» Source extract
++++++++++

Bank Holiday: much-needed rest for the 6,000 Barclays Bank employees recently down-sized.

TUESDAY

It's National Childcare Week. Check to see if you have any children. If so, install a secret camera at home to make sure the Latvian nanny is not torturing them. Make an effort to be home before midnight at least once this week. Lloyd's List prints fuzzy (faked) 10-year-old picture of Sir Nicholas Goodison lifting up Nicola Horlick's jumper while off his face at a Society of Chartered Actuaries' annual Christmas Dinner dance.

WEDNESDAY

Lloyd's List apologises to Nicola Horlick. Financial Times to print (faked) tape transcript of Eddie George boasting of his weekend exploits as a King's Cross crack dealer after reporters pose as members of First National Import/Export Bank of Chechnya. "I only did it to try and impress them and make them feel at home," he explains.

++++++++++

» Tasks to perform
A - According to the satirical diary excerpt, what week is it on Tuesday?
B - Count the lines of the records that contain the word "concrete", and give only the number.
The text and the records are unrelated material.

++++++++++

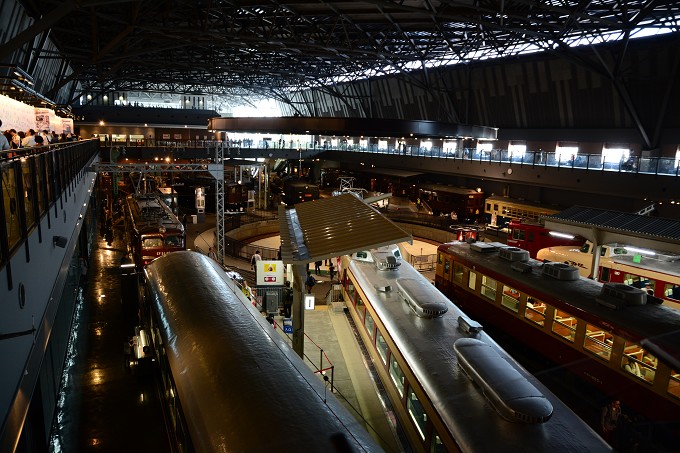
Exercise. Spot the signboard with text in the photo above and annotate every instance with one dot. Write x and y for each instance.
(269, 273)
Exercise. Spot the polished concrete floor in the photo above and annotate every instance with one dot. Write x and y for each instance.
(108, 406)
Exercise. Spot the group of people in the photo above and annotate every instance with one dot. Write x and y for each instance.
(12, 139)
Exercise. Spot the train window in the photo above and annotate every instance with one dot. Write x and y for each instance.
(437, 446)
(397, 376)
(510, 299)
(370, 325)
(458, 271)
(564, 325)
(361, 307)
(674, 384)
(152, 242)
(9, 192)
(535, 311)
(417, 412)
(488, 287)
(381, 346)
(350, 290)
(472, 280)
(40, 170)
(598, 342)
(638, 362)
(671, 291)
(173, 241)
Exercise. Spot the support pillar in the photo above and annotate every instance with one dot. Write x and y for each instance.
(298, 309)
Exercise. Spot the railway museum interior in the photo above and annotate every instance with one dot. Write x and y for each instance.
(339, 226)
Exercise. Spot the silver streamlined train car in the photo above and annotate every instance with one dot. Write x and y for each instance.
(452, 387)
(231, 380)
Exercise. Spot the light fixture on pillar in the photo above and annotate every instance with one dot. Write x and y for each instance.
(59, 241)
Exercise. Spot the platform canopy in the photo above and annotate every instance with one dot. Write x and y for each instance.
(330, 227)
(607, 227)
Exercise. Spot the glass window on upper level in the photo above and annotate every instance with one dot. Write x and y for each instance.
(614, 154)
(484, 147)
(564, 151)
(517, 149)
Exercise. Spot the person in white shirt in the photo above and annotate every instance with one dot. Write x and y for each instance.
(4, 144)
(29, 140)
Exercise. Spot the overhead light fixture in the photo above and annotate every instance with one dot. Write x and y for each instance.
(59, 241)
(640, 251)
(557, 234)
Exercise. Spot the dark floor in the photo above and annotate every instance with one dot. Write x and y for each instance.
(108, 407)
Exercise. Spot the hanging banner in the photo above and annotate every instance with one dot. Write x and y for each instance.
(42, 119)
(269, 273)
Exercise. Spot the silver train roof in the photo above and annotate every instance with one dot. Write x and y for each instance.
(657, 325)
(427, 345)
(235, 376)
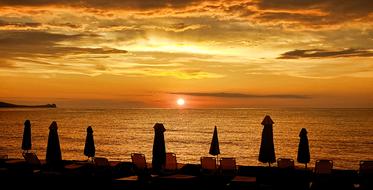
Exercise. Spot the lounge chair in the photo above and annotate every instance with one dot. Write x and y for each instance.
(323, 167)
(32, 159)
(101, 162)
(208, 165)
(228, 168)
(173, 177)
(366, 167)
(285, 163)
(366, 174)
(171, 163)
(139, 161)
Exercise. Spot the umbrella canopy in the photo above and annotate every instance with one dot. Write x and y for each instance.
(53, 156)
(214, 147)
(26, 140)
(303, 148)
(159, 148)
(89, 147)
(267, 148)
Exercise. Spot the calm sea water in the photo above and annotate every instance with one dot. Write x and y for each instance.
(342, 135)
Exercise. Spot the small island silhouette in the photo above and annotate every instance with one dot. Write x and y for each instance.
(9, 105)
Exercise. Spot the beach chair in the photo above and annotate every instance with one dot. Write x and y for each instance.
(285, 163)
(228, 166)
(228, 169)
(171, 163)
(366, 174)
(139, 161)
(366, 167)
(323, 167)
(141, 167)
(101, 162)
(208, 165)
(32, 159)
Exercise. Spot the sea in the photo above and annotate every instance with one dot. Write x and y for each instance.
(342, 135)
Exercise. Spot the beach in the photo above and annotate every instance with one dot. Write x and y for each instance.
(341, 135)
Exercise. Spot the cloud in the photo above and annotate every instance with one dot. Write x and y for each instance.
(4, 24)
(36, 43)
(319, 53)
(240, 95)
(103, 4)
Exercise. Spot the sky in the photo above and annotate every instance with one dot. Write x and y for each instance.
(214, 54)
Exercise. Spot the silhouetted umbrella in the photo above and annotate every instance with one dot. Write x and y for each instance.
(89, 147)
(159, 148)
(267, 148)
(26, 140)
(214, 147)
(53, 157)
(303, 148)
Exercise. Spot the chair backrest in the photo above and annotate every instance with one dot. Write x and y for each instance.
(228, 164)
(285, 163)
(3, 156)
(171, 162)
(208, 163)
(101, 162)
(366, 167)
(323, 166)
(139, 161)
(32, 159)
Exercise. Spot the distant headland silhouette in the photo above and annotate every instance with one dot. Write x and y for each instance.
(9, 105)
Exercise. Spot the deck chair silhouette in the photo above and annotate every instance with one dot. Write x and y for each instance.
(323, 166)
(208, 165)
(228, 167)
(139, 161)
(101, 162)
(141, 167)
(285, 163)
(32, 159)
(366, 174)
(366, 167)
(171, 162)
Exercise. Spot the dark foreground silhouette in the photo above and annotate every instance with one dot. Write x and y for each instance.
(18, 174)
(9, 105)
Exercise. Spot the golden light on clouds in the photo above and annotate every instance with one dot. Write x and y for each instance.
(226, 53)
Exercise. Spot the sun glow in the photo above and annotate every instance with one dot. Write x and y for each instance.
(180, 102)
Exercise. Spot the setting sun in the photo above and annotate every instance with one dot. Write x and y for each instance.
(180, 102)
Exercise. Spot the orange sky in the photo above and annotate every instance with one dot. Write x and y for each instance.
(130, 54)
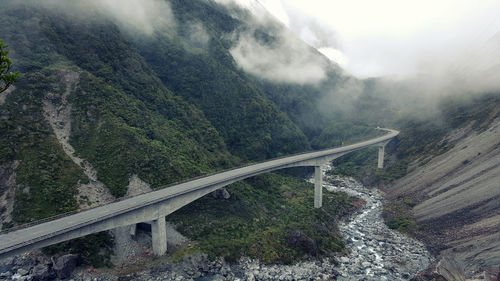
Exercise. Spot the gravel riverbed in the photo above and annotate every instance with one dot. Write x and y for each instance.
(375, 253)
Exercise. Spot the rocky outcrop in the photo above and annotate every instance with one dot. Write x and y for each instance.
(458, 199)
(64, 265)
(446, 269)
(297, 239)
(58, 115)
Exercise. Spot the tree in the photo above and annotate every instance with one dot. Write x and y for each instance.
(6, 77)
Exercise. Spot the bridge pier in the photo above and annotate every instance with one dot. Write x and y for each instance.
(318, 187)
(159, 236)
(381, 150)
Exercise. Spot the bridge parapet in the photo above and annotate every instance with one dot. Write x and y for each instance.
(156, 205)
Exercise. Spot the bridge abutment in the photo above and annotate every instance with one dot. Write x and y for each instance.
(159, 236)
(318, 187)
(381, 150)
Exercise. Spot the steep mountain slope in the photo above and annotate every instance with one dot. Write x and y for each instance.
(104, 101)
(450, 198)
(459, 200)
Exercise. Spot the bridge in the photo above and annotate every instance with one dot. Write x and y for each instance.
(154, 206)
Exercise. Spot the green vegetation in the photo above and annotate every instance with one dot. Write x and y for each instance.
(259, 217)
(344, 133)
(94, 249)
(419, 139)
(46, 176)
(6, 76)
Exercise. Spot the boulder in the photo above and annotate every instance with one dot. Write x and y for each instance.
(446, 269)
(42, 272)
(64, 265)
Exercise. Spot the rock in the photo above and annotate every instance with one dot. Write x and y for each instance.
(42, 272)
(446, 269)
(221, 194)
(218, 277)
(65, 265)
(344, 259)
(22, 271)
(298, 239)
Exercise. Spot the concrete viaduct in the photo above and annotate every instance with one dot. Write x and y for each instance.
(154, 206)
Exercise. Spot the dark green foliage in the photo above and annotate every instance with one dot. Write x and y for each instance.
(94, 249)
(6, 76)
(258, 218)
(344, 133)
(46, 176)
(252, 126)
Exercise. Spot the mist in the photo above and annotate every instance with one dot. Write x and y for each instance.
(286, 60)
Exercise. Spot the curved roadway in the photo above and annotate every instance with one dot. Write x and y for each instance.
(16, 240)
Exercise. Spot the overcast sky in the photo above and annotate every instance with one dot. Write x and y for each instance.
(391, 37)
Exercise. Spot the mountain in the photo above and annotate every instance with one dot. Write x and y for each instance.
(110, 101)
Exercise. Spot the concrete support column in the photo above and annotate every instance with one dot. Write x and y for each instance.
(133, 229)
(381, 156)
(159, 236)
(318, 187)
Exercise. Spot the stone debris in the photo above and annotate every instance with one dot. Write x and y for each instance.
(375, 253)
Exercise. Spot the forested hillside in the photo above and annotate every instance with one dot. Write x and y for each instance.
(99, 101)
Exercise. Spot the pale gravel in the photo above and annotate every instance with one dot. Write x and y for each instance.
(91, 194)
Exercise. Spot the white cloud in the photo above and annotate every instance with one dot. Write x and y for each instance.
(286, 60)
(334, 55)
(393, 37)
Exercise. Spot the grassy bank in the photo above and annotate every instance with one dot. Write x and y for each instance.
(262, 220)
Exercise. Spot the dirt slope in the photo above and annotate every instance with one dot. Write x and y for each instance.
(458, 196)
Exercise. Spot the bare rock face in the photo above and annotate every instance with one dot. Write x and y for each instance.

++++++++++

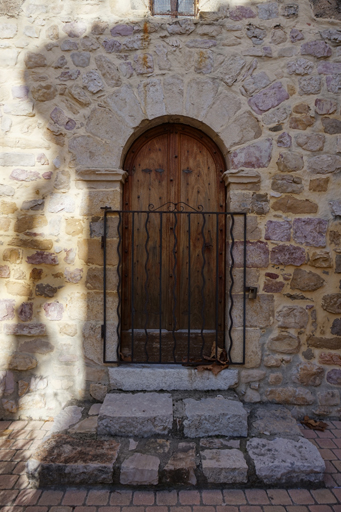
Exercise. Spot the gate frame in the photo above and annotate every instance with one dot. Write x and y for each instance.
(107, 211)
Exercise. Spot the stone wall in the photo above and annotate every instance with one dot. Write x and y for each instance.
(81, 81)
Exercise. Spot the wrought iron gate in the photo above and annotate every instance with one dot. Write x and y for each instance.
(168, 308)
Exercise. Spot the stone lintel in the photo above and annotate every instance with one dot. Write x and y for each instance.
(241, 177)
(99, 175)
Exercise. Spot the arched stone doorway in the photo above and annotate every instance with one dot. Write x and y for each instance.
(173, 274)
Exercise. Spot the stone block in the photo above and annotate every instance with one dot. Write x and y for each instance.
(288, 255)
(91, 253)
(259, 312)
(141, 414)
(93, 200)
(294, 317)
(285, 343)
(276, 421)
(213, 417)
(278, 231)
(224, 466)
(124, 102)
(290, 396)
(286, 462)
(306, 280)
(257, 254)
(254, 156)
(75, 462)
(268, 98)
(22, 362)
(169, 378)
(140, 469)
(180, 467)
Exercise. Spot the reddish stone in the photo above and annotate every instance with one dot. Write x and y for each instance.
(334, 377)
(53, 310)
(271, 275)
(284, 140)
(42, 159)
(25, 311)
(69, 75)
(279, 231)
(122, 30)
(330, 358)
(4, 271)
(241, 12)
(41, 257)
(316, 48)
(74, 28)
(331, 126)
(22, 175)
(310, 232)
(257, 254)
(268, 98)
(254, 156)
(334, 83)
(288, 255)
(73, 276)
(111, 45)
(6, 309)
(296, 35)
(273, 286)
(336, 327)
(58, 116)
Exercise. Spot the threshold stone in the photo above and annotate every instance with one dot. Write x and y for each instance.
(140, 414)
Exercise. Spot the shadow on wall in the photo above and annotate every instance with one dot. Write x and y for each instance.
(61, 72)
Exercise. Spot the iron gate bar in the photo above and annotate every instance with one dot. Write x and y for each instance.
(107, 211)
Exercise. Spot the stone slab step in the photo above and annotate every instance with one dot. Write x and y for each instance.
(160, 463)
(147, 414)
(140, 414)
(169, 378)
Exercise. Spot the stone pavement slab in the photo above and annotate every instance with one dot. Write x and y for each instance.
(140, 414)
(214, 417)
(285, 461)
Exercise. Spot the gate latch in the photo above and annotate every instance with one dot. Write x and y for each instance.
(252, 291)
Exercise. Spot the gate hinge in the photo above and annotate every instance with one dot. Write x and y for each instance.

++++++++++

» Answer list
A - National Childcare Week.

B - 3